> _WORK TO BE COMPLETED_
Rewrite all the entries below as a numbered list, leaving out any blank lines.

> _DATA TO PROCESS_
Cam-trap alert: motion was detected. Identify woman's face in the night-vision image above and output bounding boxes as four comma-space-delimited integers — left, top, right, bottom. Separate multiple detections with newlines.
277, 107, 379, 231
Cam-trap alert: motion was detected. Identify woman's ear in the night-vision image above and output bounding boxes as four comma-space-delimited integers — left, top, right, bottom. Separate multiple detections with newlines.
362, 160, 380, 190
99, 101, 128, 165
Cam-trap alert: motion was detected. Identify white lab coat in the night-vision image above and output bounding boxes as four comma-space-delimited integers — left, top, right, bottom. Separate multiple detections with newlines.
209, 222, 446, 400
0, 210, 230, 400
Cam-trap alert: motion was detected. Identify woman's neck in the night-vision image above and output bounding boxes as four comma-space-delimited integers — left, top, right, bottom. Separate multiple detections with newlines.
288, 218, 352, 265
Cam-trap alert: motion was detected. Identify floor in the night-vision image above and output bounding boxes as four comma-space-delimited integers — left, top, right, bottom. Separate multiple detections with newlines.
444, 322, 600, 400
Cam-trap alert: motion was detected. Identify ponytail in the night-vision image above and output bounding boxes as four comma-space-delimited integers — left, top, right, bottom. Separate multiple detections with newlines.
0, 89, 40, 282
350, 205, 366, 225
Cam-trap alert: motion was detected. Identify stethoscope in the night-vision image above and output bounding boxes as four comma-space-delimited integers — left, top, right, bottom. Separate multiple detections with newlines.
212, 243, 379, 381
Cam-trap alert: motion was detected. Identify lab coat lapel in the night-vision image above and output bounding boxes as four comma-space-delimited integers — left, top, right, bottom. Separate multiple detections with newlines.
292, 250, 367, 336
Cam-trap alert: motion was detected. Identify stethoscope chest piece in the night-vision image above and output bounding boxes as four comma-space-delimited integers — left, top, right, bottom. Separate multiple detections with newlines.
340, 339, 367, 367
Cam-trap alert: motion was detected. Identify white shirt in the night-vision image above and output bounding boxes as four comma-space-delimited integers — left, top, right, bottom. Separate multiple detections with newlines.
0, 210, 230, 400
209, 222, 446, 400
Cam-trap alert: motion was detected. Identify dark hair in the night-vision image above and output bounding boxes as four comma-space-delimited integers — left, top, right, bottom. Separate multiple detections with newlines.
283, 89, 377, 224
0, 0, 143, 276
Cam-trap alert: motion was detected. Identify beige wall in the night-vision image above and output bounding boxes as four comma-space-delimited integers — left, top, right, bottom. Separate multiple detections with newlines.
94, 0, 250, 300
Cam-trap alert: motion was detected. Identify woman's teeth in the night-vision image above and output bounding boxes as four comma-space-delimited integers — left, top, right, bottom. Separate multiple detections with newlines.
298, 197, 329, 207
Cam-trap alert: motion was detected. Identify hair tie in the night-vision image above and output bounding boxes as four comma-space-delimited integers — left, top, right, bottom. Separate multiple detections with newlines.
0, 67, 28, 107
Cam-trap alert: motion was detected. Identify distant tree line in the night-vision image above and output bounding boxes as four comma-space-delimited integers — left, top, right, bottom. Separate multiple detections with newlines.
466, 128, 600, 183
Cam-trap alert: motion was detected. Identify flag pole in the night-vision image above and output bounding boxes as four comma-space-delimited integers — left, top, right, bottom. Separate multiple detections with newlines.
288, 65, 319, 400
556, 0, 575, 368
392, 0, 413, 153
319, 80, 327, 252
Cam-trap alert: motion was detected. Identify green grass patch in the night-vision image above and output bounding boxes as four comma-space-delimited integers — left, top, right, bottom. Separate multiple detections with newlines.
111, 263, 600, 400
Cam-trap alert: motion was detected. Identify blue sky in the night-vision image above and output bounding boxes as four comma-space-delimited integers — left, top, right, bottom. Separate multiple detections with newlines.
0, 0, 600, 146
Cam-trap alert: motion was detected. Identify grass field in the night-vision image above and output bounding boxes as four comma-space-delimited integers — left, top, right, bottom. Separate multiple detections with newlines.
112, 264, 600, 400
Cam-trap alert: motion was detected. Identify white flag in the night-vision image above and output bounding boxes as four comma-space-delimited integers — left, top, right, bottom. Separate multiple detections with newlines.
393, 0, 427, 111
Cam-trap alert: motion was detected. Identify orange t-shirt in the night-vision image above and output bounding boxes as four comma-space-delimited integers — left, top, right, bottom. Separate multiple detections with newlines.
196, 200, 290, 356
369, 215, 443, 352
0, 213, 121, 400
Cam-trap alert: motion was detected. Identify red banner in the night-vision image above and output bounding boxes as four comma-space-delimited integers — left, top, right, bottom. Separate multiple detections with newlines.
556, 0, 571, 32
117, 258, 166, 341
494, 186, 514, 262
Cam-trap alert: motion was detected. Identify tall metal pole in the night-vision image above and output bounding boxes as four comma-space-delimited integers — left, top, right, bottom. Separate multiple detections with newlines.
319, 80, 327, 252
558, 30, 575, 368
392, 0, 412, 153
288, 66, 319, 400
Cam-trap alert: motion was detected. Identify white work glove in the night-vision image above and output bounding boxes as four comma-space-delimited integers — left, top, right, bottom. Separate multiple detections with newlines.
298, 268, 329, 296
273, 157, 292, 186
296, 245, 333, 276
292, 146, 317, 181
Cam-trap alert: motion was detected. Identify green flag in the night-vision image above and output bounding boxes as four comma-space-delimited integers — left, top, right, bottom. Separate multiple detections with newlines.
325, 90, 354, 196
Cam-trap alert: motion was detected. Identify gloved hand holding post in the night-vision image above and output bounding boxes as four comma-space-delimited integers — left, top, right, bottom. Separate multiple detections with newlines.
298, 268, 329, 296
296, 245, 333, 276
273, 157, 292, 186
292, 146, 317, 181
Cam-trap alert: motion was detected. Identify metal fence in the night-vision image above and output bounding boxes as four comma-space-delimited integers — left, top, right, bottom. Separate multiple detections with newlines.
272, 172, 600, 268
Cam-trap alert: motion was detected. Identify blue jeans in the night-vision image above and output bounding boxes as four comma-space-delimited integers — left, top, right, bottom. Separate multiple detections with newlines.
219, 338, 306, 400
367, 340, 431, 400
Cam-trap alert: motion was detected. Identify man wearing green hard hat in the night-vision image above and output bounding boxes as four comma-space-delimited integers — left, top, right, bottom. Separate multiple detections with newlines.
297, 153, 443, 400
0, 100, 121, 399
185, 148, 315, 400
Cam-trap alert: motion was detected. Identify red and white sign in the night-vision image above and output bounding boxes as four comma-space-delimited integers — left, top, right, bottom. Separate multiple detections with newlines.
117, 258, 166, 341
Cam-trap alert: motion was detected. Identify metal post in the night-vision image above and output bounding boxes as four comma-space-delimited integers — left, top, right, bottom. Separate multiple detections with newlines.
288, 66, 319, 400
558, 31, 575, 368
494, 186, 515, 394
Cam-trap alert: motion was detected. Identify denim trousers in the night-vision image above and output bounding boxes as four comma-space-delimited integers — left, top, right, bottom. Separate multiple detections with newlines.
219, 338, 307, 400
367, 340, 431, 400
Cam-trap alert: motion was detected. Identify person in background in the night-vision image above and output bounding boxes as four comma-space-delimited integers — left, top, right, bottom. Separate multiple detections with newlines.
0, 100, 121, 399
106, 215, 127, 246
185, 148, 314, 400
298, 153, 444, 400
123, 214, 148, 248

> _SOLVED PROBLEM_
1. Cam-trap alert: motion was detected. Identify woman's face in the night-vision image above and output bounding boxes as four comma-space-delimited integers — left, top, right, bottom. Separate multiple detections with newlines.
2. 277, 107, 379, 231
3. Cam-trap alert: motion was detected. Identify woman's ear in the night-vision image above and output bounding boxes as four comma-space-delimited integers — left, top, right, bottom. Separate multiple detections with newlines.
4. 362, 160, 380, 190
5. 99, 101, 128, 165
6. Cam-trap alert: motion was detected. Identify white lab coat in the night-vision image above and output bounding boxes as four comma-space-delimited integers — left, top, right, bottom. Separate multiple detections with newlines.
7. 209, 222, 446, 400
8. 0, 210, 230, 400
9. Cam-trap alert: motion was detected. Identify woman's neck in the night-vision image above and output bounding boxes as four comma-space-delimited integers — left, top, right, bottom. Separate multiple detections with newlines.
10. 288, 218, 352, 265
11. Cam-trap alert: motion was detected. Identify floor in the night-vision image above and output bounding boxes as four comma-space-delimited integers — left, top, right, bottom. Separate multiple detections with newlines.
12. 444, 322, 600, 400
13. Cam-trap alert: motion was detected. Identify ponytail in the night-vision image above and output bounding boxes as four comma-space-delimited integers — left, top, right, bottom. Separate multiple detections with newlines.
14. 0, 89, 40, 282
15. 350, 205, 366, 225
16. Cam-trap alert: motion was detected. Identify stethoscope in the night-vision image above and output bounding boxes as four comma-space-delimited integers — left, top, right, bottom. Separate multiple detections with newlines.
17. 212, 243, 379, 381
18. Cam-trap alert: motion was detected. Identify lab coat lapel in the night-vision image above and output bounding boxes as four comma-space-delimited integers — left, top, right, bottom. Separate multiple detections with newlines.
19. 292, 250, 367, 336
20. Cam-trap alert: motion was detected. Identify stethoscope chest piece in the night-vision image above and output bounding boxes as four comma-space-delimited integers — left, top, right, bottom. Separate multiple detections with newlines.
21. 340, 339, 367, 367
22. Cam-trap alert: motion was detected. Identify white shirt in the night-vision image above and output bounding boxes as four comma-space-delimited integers — left, top, right, bottom. Separate multiple detections with newlines.
23. 0, 210, 230, 400
24. 209, 222, 446, 400
25. Cam-trap alert: motion was detected. Identify dark hair in the night-vision image above and output bounding boxes as four comma-space-delimited integers — left, top, right, bottom. Separate multiple detections with newlines.
26. 283, 89, 377, 224
27. 0, 0, 143, 276
28. Cam-trap alert: motion was detected. Identify beige wall in the night-vision image above and output bounding boxes as four comma-space-delimited integers — left, top, right, bottom. Separate multiple detections with newlines.
29. 94, 0, 250, 300
30. Cam-trap alert: motion was detected. Identify woman's teeth in the night-vision image above and output bounding boxes as four comma-space-delimited integers — left, top, right, bottom. Separate multiple detections with newlines.
31. 298, 197, 329, 207
32. Cam-trap alert: motion was detected. Identify hair tie in the night-vision image above and output bounding boxes as four comma-space-delimited integers — left, top, right, bottom. Separate multiple detections with newlines.
33. 0, 67, 28, 107
34. Cam-trap alert: motion was detected. Identify distant tree line in the night-vision image above and output bounding boxes as four comma-space-delimited integers — left, top, right, bottom. Separate multiple detections with newlines.
35. 466, 128, 600, 183
36. Cam-trap alert: motion was detected. Identify flag pole in the night-vision image above and output bounding boxes as four comma-space-delimited integers — left, top, right, bottom. Separate multiple detections with newlines.
37. 288, 65, 319, 400
38. 556, 0, 575, 368
39. 392, 0, 413, 153
40. 319, 80, 327, 252
41. Cam-trap alert: motion was detected. Identify green grass patch in the night-vision image above and output bounding boxes as four comma-space-delimited integers — left, top, right, bottom. Separate multiple detections with newlines.
42. 111, 263, 600, 400
43. Cam-trap alert: motion was detected. Identify blue sky in the night-vision image above and output bounding boxes as four comma-space-delimited integers — left, top, right, bottom. Separate multiple detections with newlines.
44. 0, 0, 600, 146
45. Cam-trap alert: motion was detected. Identify grass field in the night-vision image above and output bounding boxes as four comma-space-delimited integers — left, top, right, bottom. Separate multiple detections with newlines.
46. 112, 264, 600, 400
47. Cam-trap alert: motion was detected. Identify white flag in the night-vision image above and output bounding boxes as four comma-space-delimited integers — left, top, right, bottom. Separate multiple detections with newlines.
48. 393, 0, 427, 111
49. Cam-trap alert: motion was detected. Identify orange t-shirt in the night-vision image above and output bounding boxes as four comma-space-delimited integers — left, top, right, bottom. Separate multiple detections with newlines.
50. 196, 200, 290, 356
51. 369, 215, 443, 352
52. 0, 213, 121, 400
53. Cam-trap alert: motion was detected. Identify red banner in the night-vision image above and output bounding boxes as four comma-space-delimited integers — left, top, right, bottom. Separate multiple detections with newlines.
54. 556, 0, 571, 32
55. 117, 258, 166, 341
56. 494, 186, 514, 262
57. Cam-trap alert: motion was detected. Identify tall metal pole in the night-vision image above and output bounding boxes as four comma-space-delimited integers — left, top, right, bottom. Separate multiple detections with newlines.
58. 319, 80, 327, 252
59. 558, 30, 575, 368
60. 392, 0, 412, 153
61. 288, 66, 319, 400
62. Cam-trap alert: motion was detected. Identify white work glove in the night-vision image above and output bounding boxes as four comma-space-delimited integers — left, top, right, bottom. Separate multiple detections with newlines.
63. 298, 268, 329, 296
64. 273, 157, 292, 186
65. 296, 245, 333, 276
66. 292, 146, 317, 181
67. Cam-trap alert: motion was detected. Identify green flag in the night-vision image above and output bounding boxes as four comma-space-delimited integers — left, top, right, bottom. Separate multiple detections with newlines.
68. 325, 90, 354, 196
69. Cam-trap alert: motion was detected. Identify gloved hand holding post in the night-vision image above and output bounding boxes as four comma-space-delimited integers — left, top, right, bottom. Separate multiple detections with newlines.
70. 298, 268, 329, 296
71. 296, 245, 333, 276
72. 273, 157, 292, 186
73. 292, 146, 317, 181
74. Cam-trap alert: motion was detected. Identify metal fence in the night-vision image above and output bounding boxes as four comma-space-delimited integers — left, top, right, bottom. Separate multiple detections with newlines.
75. 272, 172, 600, 268
76. Cam-trap alert: motion was detected. Identify blue jeans in the night-vision image above and output bounding boxes as four comma-space-delimited integers — left, top, right, bottom. Separate multiple detections with newlines.
77. 219, 338, 306, 400
78. 367, 340, 431, 400
79. Cam-trap alert: motion was detected. Identify man wearing green hard hat in the night-vision image above and output bounding boxes as four comma-space-delimited integers — left, top, right, bottom. Separate multiple detections with newlines.
80. 297, 153, 443, 400
81. 0, 100, 121, 399
82. 185, 148, 315, 400
83. Cam-trap alert: motion was detected. Identify red and white sign in the night-vision image above and output bounding boxes as four comma-space-delimited integers — left, top, right, bottom. Separate multiple detections with newlines.
84. 117, 258, 166, 341
85. Cam-trap alert: motion was detected. Identify metal post in the night-vision image above and output bounding boxes as four comma-space-delimited integers — left, top, right, bottom. Separate multiple detections with newlines.
86. 288, 66, 319, 400
87. 558, 31, 575, 368
88. 494, 186, 515, 394
89. Cam-trap alert: motion was detected. Identify denim trousers in the night-vision image above and output bounding boxes as four comma-space-delimited integers — left, top, right, bottom. Separate multiple detections with newlines.
90. 219, 338, 307, 400
91. 367, 340, 431, 400
92. Cam-trap alert: motion was detected. Identify person in background in the night-vision image above and output bounding boxes as four comma-space-delimited integers — left, top, right, bottom. Separate multiple detections with newlines.
93. 0, 100, 121, 399
94. 106, 215, 127, 246
95. 185, 148, 314, 400
96. 298, 153, 444, 400
97. 123, 214, 148, 248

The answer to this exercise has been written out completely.